Reading text:
# # # # # # #
What’s All the Fuss About, Part I:  Media & Technology

The last fifteen years have seen a remarkable change. Technology has become such a part of our daily lives.  This contrasts with the limited options for personal communication during the previous few thousand years.  The telephone was invented in 1875.  The fax machine was introduced shortly thereafter.  Before these inventions, the options for contacting someone included writing a letter, telegraph, or seeing the person face to face.  Today, things are dramatically different.  Types of rapid communication include, but are not limited to, talking by cell phone, texting, instant messaging, emailing, tweeting, blogging, Skyping, and social networking.  The global mobile industry was expected to exceed $1.3 trillion dollars in 2011.  In a similar fashion, video games have exploded in popularity across the life span.  In September 1971, the Galaxy Game was installed at a student union at Stanford University. The first coin-operated video game was based on Spacewar!, an early digital computer game. Three decades later, the gaming market is expected to gross $48.9 billion dollars in one year.  Games have gone from a few dots on the screen to virtual, interactive worlds. There is a significant blurring between reality and fiction.  Regardless of your perspective, it is amazing how fast technology has changed.

The question remains. Are we as humans prepared for these changes?  Even more importantly, are our children prepared?  While the manufacturers have been brilliant in their marketing, it is not clear that this seismic shift represents a positive trend for our youth.  Studies in the last five to ten years indicate that children spend an average of six hours per day exposed to media.  This includes internet, cell phone usage, social networking, television, video games, music, and other outlets.  In 2010, it was estimated that 83% of 17-year-olds had a cell phone.  Fifty-eight percent of 12-year-olds owned one, compared to 18% in 2004.  Despite this, studies have generally indicated that higher rates of media exposure are associated with increased anxiety and health issues.  Research has indicated that the more children watch television, the more likely they will have difficulties with the following: obesity, sleep, limited consumption of produce, reduced compliance at home/school, poor academic performance, decreased creative play, increased aggression, and negative mood.
# # # # # # #
Source information:
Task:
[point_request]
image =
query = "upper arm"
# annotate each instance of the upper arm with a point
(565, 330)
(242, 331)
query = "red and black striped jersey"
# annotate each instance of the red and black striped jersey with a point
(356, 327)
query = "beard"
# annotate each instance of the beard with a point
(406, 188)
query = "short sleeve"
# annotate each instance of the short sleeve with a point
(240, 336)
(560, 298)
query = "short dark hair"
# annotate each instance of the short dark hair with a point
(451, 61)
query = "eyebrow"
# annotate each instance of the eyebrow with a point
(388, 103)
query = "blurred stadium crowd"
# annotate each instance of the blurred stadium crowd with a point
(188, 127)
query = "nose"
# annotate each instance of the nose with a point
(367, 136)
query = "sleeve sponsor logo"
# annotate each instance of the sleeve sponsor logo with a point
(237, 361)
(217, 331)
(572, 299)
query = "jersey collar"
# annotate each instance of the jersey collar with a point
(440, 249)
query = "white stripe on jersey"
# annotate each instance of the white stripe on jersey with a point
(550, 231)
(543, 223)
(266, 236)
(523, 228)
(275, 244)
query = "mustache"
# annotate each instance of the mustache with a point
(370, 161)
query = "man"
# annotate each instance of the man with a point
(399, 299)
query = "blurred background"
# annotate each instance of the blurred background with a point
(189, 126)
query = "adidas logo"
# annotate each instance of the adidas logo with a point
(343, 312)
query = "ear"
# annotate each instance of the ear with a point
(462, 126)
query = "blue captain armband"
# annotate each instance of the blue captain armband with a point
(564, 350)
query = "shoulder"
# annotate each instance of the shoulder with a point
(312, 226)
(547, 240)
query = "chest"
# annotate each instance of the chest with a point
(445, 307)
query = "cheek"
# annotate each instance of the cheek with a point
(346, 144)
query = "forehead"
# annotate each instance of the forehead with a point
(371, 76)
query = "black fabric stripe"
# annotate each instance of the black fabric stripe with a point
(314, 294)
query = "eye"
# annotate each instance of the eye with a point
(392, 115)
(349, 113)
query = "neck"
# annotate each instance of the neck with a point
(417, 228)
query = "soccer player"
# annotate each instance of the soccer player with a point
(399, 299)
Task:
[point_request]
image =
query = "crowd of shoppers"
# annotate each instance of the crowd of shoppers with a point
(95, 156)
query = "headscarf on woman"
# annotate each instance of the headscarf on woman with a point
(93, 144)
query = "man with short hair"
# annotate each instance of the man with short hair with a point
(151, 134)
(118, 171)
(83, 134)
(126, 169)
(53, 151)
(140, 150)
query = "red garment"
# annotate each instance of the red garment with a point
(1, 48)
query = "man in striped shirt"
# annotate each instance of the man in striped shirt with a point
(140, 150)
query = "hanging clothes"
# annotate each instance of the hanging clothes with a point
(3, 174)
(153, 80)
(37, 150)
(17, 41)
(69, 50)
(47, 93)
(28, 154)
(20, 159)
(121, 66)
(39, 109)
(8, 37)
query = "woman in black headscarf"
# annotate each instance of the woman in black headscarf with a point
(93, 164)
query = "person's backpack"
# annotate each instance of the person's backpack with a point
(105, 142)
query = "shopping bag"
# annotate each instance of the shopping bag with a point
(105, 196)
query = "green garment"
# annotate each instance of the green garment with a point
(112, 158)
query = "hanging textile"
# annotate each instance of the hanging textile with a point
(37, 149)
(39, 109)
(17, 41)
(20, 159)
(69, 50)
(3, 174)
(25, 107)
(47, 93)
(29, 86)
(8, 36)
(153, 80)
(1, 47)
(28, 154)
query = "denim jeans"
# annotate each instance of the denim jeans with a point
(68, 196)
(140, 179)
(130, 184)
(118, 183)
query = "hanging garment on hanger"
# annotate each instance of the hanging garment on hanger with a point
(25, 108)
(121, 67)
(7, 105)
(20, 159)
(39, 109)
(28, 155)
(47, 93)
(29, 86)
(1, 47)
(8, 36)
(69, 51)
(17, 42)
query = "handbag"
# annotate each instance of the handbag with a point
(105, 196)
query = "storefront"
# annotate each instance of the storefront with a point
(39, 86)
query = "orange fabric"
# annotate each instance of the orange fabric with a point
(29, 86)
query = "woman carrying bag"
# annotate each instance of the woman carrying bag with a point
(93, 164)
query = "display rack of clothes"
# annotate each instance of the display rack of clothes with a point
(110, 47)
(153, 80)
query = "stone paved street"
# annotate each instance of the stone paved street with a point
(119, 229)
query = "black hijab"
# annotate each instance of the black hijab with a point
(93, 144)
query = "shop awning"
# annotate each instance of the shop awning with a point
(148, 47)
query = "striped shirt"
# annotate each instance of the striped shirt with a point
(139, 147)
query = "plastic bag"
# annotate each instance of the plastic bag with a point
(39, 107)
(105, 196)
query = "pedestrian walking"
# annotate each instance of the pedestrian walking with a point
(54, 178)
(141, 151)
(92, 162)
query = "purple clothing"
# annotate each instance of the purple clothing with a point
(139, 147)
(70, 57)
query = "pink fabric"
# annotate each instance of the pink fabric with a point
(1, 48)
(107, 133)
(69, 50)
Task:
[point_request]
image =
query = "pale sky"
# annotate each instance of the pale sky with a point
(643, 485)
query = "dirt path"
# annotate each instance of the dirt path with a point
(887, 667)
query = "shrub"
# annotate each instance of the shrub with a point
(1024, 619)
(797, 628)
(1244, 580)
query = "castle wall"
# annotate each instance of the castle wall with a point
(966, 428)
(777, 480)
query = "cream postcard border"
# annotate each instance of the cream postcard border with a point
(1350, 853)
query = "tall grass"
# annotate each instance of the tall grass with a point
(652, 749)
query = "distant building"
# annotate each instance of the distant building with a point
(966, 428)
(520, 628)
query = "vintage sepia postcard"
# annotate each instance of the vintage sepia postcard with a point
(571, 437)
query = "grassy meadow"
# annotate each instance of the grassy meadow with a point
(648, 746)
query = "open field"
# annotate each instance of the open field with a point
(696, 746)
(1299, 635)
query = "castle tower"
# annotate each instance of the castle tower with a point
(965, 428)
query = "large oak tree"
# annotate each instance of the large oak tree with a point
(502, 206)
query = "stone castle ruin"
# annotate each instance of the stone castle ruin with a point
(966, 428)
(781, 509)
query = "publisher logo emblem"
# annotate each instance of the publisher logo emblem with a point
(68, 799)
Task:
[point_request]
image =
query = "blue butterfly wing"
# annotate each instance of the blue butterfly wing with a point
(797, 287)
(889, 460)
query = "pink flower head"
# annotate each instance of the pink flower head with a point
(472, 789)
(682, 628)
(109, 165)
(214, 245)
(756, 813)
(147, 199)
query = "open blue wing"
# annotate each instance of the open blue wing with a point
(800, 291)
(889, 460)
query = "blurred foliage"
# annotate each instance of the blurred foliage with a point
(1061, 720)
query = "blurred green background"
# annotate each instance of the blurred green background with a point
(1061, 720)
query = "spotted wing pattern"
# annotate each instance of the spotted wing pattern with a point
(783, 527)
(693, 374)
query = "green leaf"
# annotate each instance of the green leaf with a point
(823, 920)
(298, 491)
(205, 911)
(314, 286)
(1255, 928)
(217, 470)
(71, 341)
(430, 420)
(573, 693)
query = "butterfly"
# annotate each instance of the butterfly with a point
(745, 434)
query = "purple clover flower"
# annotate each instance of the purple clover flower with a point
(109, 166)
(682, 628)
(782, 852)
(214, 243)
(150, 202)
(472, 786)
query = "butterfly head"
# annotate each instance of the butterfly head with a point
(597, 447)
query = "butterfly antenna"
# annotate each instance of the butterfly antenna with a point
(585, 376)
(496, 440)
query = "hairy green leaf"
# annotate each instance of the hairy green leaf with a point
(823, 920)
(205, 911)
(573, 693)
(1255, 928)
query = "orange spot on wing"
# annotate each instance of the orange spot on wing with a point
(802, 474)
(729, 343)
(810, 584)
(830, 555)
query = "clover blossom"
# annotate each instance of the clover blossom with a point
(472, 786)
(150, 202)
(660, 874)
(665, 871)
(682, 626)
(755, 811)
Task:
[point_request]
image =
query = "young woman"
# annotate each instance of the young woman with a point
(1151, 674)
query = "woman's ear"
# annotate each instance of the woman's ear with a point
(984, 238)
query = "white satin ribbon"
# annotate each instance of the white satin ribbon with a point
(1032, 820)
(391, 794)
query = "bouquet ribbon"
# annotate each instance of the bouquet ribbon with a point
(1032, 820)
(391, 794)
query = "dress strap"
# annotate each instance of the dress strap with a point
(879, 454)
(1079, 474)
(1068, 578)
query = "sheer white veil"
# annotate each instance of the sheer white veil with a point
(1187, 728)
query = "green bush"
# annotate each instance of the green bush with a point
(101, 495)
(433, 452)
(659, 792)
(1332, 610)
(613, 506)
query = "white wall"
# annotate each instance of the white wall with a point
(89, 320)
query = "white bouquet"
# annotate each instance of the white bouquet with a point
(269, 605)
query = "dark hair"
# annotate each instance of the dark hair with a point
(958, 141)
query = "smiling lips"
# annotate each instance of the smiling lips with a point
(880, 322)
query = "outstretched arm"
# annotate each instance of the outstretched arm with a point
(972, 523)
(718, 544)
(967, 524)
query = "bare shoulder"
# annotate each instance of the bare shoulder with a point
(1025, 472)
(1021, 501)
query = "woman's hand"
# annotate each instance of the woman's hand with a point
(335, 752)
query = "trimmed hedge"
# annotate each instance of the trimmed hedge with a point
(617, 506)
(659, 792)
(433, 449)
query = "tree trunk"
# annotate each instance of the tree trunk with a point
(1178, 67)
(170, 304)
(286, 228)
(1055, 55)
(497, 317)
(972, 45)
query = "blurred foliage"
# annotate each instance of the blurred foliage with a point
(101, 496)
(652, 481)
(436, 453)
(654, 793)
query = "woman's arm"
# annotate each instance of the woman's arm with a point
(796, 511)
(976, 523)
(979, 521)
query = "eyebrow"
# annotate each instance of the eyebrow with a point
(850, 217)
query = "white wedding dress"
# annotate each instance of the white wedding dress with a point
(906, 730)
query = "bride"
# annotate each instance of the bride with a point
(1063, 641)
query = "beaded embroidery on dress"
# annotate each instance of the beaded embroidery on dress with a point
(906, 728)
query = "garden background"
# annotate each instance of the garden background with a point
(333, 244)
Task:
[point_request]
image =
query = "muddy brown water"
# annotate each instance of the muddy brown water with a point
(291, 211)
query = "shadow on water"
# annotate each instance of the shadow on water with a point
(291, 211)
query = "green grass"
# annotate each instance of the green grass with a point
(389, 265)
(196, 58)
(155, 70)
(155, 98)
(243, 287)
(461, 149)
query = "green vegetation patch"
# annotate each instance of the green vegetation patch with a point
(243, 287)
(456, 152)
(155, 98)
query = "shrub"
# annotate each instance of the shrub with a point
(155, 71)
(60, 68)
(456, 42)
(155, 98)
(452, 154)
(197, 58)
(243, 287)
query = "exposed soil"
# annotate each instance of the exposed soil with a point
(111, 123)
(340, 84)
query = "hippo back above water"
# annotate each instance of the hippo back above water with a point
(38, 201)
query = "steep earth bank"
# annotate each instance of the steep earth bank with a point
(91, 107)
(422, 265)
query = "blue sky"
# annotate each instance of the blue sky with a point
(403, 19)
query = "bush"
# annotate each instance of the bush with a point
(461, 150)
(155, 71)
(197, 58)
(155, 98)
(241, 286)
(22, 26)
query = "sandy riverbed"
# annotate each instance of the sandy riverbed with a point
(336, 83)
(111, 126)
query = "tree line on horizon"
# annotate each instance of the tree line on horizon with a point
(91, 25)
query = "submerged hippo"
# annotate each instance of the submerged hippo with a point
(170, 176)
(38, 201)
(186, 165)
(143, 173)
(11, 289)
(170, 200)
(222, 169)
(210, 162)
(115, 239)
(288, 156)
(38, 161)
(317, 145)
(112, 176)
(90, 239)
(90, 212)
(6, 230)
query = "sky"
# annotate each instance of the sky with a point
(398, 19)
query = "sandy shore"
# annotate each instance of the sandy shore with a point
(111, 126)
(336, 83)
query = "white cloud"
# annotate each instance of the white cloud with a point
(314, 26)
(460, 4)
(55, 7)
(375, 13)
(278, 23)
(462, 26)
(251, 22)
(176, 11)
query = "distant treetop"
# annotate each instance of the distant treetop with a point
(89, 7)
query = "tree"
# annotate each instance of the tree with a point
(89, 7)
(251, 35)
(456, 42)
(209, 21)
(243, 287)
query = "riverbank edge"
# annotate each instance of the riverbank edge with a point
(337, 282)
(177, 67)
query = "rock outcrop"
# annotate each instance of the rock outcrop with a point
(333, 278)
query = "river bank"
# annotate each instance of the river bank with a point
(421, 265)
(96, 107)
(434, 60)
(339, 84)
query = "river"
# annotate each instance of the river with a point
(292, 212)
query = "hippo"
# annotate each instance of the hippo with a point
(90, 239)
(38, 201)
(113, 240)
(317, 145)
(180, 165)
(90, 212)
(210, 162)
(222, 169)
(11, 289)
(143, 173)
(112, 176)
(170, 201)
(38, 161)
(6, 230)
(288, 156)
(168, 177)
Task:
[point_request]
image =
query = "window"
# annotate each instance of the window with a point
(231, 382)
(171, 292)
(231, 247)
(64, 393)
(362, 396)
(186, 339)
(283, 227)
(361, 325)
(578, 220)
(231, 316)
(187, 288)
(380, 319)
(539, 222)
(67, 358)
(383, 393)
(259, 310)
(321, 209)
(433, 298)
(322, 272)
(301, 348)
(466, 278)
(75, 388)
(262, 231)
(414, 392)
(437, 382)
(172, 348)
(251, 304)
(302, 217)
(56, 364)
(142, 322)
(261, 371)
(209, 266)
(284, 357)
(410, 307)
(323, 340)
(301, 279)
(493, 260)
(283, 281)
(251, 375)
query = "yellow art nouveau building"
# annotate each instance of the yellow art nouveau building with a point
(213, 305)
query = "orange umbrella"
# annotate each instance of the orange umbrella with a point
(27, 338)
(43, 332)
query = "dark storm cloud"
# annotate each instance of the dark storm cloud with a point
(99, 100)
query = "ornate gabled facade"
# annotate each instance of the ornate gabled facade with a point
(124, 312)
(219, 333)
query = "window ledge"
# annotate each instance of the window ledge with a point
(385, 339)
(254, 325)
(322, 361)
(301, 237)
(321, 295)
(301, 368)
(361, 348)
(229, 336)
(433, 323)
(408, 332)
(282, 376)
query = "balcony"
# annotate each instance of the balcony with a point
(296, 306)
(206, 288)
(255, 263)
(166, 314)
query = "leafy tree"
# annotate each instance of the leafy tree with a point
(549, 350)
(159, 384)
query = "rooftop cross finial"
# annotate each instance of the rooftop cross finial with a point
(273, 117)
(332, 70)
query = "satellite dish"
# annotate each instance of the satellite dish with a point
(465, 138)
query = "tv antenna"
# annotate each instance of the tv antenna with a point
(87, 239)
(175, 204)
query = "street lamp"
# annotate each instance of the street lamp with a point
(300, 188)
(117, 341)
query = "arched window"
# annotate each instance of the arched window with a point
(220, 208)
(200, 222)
# # # # # # #
Exercise 1: According to the media and technology text above, what difficulties does research say children are more likely to have the more they watch television?
Exercise 2: Write the next part of the media and technology text, starting after its final sentence.

Task result 1: Obesity, sleep, limited consumption of produce, reduced compliance at home/school, poor academic performance, decreased creative play, increased aggression, and negative mood.

Task result 2:
Parents often cite worries about safety as a justification for the use of mobile devices for children. However, the dangers of drunk driving and using a cell phone in a car appear to be similar.  This raises serious questions about whether this safety device may in fact be causing more harm than it is preventing.  It has been well-known that teenagers are years from fully developing their decision-making skills.  They simply struggle to know when to use their phones and when not to.  70% of adults admit to using their cell phones while driving.  We shouldn’t be surprised that youth are particularly tempted to do so.

But the biggest question may be this: Our youth are spending massive amounts of time engaged in alternate forms of leisure and communication.  Is there a price to pay for losing the art of a face to face conversation?  Researchers have begun to think so.  Many people will admit that they have become a slave to the rapid pace that their technology allows while their personal lives seem to suffer.  Ask a high school student today what it would be like if they didn’t have a cell phone.  The response will likely be a somewhat quizzical, confused look as if you were asking them to be silent.  Ironically, this in itself may be the biggest thing of all our kids are losing – the right to be quiet and alone with their thoughts.  Silence allows for what is termed the “eureka,” or “a ha!” scenario.  For thousands of years, silence has perhaps been one of the most important elements in fostering the most inventive and creative minds of our time.  It also provides us with daily opportunities for renewal and reflection.  But we must design our lives to make it possible.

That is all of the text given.